-- START OF SUPPLIED ENTRIES --
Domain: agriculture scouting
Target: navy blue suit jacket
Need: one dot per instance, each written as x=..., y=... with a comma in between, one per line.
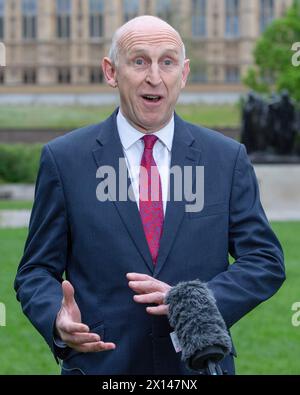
x=96, y=244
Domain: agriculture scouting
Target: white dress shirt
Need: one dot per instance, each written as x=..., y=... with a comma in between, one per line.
x=133, y=148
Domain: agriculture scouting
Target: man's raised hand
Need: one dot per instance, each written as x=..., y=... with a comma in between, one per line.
x=70, y=328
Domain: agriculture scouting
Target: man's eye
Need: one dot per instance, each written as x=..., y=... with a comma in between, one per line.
x=139, y=62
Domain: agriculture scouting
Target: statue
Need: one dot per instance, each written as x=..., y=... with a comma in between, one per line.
x=270, y=127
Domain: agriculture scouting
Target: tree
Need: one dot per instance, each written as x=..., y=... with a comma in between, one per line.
-- END OF SUPPLIED ENTRIES --
CHALLENGE: Duplicate every line of the records above, keeping each one unchanged. Omit the pictures from your answer.

RESULT OF THIS TASK:
Domain: agriculture scouting
Target: navy blue suit jacket
Need: one dot per instance, each written as x=..., y=... with a comma in between, one per line.
x=96, y=244
Domain: agriculture scouting
Target: white dress shirt
Need: one dot per instance, each written as x=..., y=... with a comma in between, one per line.
x=133, y=148
Domain: agriculture scouting
Target: man's raised hand
Need: one dot per instance, each written as x=..., y=... with a comma in between, one per line.
x=70, y=328
Domain: agriculture scouting
Target: man's eye
Need: one dot per instance, each written as x=..., y=... with a comma in between, one per line.
x=139, y=62
Domain: agriculture scouting
Target: statue
Need: one dot per instance, each written as x=..., y=... with a comma in between, one per line.
x=270, y=127
Domain: agriculture scouting
Target: tree
Need: one dot per instance, each written as x=..., y=... with a comma in between, one per line.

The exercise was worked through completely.